**DESCRIZIONE DEL COMPITO**
Riporti fedelmente, senza alcuna modifica, le righe dei dati che vanno da quella contenente "Reviewer note: verify that each instance of the wooden front" fino alla fine dei dati, estremi compresi.

-- -- --

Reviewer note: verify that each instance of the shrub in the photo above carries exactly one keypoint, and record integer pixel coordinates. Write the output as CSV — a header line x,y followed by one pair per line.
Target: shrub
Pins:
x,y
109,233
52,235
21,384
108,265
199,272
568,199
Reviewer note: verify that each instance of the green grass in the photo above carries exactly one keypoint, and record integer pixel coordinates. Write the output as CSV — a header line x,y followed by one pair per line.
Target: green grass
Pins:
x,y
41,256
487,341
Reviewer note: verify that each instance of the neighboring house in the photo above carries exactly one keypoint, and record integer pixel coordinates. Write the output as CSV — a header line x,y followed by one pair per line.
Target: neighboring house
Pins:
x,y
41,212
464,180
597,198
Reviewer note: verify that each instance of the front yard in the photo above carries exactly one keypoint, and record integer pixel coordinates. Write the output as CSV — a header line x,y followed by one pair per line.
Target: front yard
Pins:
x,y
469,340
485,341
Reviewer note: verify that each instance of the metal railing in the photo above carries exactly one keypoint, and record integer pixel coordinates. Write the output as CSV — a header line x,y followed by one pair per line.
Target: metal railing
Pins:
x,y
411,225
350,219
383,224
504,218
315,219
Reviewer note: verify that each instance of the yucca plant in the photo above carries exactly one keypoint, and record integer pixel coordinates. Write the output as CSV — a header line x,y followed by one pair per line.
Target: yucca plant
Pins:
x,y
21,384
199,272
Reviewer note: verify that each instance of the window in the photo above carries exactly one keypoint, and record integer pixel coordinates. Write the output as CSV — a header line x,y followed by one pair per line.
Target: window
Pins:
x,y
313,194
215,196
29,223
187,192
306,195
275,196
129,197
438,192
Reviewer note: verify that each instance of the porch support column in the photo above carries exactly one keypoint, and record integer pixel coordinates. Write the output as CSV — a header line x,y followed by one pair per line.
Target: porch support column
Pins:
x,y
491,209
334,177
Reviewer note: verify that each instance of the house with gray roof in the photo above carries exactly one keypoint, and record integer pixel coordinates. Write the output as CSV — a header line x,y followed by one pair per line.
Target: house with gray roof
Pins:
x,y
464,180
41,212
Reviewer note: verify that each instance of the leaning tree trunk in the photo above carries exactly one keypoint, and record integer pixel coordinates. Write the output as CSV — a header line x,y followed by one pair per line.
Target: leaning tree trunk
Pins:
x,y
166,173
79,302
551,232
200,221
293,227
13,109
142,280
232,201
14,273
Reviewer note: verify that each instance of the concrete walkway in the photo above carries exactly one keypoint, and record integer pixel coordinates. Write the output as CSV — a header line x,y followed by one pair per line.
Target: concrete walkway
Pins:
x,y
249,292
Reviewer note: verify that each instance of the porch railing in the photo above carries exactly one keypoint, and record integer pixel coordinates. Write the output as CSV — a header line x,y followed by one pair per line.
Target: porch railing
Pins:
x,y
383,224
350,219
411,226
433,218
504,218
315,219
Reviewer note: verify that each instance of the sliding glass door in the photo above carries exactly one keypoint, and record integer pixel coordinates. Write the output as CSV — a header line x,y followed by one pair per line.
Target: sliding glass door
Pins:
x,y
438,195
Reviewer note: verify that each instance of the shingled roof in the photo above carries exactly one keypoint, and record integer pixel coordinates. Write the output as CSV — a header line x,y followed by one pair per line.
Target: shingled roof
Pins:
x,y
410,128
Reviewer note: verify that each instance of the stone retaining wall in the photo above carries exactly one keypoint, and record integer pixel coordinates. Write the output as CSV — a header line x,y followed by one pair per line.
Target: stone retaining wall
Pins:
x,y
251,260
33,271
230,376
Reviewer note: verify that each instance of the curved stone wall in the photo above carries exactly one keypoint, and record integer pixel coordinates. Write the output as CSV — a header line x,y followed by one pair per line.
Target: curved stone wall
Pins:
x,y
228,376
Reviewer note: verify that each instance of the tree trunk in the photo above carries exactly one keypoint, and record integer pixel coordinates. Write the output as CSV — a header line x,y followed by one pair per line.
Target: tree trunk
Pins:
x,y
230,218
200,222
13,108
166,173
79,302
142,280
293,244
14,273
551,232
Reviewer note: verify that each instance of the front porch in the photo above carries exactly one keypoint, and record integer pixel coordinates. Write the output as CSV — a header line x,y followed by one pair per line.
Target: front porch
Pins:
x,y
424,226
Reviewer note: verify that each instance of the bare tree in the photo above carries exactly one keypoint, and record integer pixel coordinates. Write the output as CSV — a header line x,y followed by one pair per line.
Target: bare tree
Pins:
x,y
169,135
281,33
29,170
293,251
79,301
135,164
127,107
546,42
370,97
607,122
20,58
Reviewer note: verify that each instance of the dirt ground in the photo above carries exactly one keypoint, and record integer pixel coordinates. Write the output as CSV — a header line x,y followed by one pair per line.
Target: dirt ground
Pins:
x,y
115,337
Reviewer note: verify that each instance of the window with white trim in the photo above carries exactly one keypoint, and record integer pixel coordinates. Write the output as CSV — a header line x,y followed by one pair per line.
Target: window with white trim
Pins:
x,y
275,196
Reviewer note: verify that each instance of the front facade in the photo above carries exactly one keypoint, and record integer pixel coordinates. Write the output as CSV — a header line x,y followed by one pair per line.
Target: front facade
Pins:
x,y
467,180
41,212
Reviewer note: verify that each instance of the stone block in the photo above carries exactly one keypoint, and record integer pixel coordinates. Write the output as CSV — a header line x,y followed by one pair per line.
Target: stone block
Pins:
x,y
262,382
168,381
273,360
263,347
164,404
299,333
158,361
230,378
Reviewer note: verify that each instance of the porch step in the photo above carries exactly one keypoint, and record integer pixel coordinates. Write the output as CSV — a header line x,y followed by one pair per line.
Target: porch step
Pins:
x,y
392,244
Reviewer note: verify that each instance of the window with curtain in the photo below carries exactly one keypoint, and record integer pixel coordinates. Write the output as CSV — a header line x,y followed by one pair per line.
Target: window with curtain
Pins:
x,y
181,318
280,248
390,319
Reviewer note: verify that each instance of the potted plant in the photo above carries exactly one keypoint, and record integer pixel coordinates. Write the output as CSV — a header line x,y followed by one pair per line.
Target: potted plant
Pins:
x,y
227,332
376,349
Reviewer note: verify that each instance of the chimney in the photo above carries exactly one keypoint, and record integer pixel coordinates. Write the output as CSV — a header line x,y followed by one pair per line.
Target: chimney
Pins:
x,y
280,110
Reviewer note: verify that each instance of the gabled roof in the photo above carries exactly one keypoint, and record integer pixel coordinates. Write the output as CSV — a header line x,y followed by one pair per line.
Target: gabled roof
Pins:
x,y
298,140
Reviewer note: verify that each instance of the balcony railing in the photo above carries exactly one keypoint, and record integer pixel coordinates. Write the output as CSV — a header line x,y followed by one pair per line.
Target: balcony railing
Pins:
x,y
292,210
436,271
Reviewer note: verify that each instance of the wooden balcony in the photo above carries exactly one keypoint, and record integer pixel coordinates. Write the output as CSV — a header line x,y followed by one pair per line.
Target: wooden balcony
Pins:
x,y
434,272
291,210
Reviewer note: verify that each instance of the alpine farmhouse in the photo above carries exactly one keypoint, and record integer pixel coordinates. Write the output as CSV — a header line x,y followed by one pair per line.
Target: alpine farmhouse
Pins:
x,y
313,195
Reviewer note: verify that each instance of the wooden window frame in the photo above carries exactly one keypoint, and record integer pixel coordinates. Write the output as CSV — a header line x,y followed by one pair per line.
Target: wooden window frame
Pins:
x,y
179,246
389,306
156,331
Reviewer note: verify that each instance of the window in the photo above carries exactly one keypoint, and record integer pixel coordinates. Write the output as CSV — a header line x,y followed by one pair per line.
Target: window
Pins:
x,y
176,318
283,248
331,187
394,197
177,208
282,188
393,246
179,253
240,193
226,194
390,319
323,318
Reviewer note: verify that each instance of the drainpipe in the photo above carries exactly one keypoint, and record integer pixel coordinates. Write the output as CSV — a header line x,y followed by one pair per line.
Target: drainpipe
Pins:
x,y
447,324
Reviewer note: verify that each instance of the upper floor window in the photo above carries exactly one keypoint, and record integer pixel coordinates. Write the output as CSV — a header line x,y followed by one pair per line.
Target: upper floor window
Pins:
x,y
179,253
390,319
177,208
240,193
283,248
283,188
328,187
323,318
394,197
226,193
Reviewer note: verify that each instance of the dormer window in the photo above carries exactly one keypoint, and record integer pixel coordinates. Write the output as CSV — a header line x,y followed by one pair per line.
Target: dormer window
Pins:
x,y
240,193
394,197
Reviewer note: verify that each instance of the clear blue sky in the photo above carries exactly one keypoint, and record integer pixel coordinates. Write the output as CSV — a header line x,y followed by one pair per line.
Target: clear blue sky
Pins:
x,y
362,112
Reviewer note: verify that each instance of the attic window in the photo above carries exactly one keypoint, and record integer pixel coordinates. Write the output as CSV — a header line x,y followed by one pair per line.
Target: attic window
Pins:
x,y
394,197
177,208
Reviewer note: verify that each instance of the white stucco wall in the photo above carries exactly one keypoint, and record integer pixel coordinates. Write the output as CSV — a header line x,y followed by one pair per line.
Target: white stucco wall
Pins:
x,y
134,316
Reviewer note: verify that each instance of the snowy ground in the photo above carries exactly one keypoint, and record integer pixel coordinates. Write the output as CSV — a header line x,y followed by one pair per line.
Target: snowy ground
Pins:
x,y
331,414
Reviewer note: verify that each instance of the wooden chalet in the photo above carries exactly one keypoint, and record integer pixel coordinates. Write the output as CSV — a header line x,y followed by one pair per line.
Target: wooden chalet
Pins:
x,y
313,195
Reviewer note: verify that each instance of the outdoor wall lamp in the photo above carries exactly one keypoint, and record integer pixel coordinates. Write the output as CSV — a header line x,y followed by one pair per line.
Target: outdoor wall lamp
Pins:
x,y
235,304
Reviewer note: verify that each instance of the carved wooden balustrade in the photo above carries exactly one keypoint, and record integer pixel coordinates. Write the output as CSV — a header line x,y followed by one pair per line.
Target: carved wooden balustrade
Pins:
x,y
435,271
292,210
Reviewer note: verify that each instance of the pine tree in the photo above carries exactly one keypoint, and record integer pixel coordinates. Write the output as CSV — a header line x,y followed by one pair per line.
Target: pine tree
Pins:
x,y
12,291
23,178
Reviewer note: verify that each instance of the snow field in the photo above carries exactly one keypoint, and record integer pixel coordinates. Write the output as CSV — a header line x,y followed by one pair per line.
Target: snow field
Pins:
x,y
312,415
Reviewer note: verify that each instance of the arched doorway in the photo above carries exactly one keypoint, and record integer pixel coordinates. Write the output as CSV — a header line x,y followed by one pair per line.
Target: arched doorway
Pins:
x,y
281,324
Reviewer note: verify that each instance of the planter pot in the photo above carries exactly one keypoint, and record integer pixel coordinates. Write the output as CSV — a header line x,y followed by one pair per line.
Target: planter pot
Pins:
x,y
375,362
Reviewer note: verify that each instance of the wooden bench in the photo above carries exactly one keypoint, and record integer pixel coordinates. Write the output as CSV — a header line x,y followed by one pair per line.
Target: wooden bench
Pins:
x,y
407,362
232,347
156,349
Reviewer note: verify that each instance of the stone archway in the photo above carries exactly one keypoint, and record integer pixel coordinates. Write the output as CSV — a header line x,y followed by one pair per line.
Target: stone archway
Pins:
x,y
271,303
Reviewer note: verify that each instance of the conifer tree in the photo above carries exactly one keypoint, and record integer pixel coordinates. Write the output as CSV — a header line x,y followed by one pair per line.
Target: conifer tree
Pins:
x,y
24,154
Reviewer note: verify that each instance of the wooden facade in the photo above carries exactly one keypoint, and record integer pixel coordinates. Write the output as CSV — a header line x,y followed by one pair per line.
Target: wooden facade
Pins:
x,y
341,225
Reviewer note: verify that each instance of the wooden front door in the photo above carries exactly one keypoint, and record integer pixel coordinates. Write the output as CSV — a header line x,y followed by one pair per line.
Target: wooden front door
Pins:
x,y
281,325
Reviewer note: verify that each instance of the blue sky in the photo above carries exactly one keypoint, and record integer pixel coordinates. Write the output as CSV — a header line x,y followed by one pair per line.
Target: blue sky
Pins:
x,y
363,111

-- -- --

**RISPOSTA AL COMPITO**
Reviewer note: verify that each instance of the wooden front door in the photo above carries exactly one keypoint, and record integer pixel coordinates. Write the output as CSV — a header line x,y followed by one pair per line.
Target: wooden front door
Pins:
x,y
281,325
Reviewer note: verify that each instance of the blue sky in the photo above carries exactly one keypoint, and record integer pixel coordinates. Write the output as CSV — a header line x,y followed by one pair per line.
Target: blue sky
Pins:
x,y
363,111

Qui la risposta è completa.